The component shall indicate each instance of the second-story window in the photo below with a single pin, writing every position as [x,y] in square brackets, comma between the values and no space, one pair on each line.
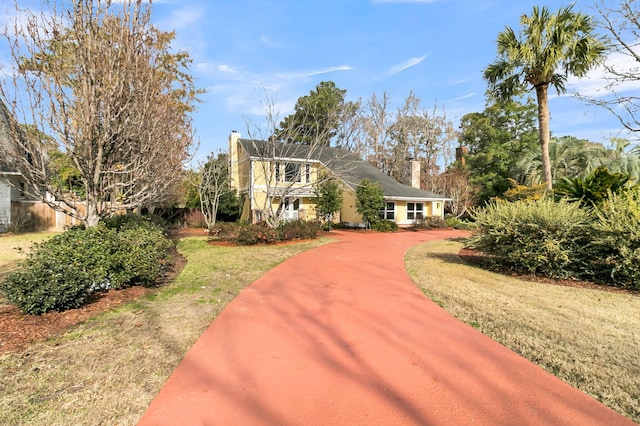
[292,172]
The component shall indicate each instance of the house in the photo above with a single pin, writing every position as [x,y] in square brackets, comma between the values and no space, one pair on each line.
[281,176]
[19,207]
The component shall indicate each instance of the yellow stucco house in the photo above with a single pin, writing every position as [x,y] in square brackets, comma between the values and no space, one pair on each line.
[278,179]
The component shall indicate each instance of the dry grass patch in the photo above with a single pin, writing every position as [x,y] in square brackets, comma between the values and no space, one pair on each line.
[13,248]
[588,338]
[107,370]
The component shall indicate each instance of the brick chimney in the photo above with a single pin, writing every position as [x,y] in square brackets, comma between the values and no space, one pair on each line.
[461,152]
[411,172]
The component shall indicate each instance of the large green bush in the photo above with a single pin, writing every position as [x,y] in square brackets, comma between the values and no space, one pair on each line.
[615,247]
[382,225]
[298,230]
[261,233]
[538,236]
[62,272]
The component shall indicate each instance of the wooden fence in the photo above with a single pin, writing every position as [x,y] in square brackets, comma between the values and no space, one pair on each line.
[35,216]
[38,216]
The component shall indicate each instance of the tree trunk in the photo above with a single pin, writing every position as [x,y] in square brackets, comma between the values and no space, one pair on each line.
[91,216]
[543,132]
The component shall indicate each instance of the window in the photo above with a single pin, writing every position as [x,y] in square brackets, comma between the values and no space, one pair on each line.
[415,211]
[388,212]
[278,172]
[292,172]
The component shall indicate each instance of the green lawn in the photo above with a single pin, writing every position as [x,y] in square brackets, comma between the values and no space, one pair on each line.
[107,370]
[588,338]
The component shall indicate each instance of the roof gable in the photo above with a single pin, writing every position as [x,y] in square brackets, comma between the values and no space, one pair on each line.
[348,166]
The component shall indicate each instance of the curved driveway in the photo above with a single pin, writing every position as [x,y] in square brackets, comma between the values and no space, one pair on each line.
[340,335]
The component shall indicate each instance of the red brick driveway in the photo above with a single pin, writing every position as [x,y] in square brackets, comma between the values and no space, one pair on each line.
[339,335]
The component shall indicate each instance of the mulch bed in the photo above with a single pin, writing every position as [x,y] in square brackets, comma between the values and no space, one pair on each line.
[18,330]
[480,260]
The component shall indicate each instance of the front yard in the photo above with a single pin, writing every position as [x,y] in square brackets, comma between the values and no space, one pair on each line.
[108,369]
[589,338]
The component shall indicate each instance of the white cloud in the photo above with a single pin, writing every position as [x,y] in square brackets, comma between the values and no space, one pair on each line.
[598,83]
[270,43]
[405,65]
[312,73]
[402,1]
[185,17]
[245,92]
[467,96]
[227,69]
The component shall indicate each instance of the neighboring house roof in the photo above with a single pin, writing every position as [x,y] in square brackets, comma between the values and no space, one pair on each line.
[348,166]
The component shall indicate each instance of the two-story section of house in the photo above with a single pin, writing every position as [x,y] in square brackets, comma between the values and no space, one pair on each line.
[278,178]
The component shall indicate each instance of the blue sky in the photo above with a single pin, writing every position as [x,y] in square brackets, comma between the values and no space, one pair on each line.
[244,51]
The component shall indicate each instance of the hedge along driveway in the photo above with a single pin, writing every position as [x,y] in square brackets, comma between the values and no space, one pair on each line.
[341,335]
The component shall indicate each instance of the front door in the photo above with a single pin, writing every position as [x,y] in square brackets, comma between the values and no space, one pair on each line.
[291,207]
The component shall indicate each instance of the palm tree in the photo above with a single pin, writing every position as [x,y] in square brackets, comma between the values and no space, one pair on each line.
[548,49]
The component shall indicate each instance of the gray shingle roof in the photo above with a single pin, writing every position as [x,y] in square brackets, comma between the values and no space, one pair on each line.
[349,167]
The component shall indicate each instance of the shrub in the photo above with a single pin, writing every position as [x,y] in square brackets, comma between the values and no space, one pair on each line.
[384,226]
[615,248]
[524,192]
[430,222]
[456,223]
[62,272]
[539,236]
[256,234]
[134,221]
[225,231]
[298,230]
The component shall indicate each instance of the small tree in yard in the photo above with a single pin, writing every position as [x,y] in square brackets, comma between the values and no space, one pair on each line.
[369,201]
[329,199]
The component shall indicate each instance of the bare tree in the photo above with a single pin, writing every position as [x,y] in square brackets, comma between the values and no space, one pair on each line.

Set problem: Write out, word for word, every line from the one containing "The component shall indicate each instance of the two-story" through the last line of the records above.

Correct response:
The component shall indicate each instance of the two-story section of house in the photo above with a single pin, writing every position as [x,y] in square brackets, comma between the values and no space, one pair on each line.
[278,178]
The component shall indicate each instance of the blue sky in the photo above with a single pin, writing every position as [x,y] in square brackets, comma between the values and no space, one pair on each line.
[244,51]
The component shall indicate each instance of the hedge along driveway in the photo above with a single pin, writing every position as [x,y] in square brackets, comma between the values and no space, one pair on each line.
[341,335]
The component shall indicate each instance of the front door in the photo above with a single pin, writing every position as [x,y] in square brackets, comma between the values and no space, one pair on each line.
[291,207]
The component shall indicate each instance of the palm tree in the photo above with a single pin, writing every position as [x,y] in square brackets, comma between the values and no space, one pair on each line.
[548,49]
The component shall indicate each instance of the gray shingle roof in the photo above with a single pin, writing every position as [x,y] in square brackets, comma between the values and no space, one pair on each line.
[349,167]
The component shall indicate each instance of the shrub in the photo above with a single pin, writing every position as [x,y] in square brackets, comma between the values and no space, one pair on each line.
[384,226]
[615,248]
[524,192]
[430,222]
[456,223]
[62,272]
[539,236]
[256,234]
[134,221]
[225,231]
[298,230]
The component shall indicate each instance of the small tree in yard in the photo above with a single pin, writing every position as [x,y] in square brackets, comma between the values and no space, one pair on each line.
[369,201]
[329,199]
The component shall indicate each instance of the bare tree in the photo above with a single pin, writing every position as [x,y] in square brackets, comma between the values and no space, one pair on each line.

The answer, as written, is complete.